### Your task
Show every line of the data below that includes the word "pink".

### Material supplied
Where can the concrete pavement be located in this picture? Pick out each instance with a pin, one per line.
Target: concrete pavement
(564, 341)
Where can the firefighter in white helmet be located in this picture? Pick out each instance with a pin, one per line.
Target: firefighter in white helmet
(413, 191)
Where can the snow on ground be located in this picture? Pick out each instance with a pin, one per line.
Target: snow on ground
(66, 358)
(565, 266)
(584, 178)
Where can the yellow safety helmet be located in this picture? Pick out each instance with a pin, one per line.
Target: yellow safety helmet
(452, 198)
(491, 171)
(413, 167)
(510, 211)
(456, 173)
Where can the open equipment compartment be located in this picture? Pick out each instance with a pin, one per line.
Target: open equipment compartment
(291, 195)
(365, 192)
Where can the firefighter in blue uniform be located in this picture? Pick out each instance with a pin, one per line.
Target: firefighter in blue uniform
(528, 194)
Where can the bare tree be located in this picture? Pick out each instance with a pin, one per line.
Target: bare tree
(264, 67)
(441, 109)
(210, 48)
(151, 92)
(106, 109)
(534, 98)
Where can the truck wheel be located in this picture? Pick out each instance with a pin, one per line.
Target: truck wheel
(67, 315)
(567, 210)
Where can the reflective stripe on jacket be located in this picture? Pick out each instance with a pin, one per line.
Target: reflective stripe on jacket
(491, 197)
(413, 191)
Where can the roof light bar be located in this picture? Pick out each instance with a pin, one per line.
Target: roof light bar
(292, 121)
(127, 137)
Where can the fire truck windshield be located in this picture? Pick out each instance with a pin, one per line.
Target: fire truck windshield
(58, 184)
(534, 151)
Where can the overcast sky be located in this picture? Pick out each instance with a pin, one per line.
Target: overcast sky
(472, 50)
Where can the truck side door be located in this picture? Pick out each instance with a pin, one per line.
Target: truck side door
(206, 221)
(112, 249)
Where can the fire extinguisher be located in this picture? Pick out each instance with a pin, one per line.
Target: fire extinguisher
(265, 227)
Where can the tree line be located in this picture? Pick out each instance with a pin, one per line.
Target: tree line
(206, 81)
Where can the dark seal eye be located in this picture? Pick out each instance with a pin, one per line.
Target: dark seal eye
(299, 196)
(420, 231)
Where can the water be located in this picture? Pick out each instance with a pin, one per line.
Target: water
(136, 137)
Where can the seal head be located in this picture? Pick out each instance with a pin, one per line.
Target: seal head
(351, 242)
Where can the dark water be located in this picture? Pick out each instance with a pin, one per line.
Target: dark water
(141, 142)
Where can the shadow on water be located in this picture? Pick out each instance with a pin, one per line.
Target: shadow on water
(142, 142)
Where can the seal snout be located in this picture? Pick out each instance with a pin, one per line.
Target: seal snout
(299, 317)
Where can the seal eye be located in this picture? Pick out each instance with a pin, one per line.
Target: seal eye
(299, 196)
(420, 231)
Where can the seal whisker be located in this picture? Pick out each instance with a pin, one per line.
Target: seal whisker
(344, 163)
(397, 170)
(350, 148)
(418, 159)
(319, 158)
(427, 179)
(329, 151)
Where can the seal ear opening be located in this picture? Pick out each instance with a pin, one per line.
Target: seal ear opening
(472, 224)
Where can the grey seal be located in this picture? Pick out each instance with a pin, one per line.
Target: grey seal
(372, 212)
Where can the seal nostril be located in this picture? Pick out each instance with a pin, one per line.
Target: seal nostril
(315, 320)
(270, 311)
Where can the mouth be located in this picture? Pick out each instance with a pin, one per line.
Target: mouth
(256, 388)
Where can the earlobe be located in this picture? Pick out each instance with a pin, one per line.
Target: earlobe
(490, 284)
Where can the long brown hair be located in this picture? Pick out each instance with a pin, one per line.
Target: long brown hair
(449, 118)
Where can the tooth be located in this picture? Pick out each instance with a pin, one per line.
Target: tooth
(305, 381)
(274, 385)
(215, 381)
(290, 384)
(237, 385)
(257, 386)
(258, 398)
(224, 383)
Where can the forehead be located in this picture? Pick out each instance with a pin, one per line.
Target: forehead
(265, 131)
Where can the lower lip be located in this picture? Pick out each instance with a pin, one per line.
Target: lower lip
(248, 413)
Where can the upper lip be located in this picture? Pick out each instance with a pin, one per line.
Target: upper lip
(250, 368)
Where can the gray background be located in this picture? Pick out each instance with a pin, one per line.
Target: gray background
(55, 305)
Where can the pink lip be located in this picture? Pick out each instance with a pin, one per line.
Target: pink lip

### Your solution
Where can the pink lip be located in this picture? Pick out each instance with a pin, one per line.
Target: pink lip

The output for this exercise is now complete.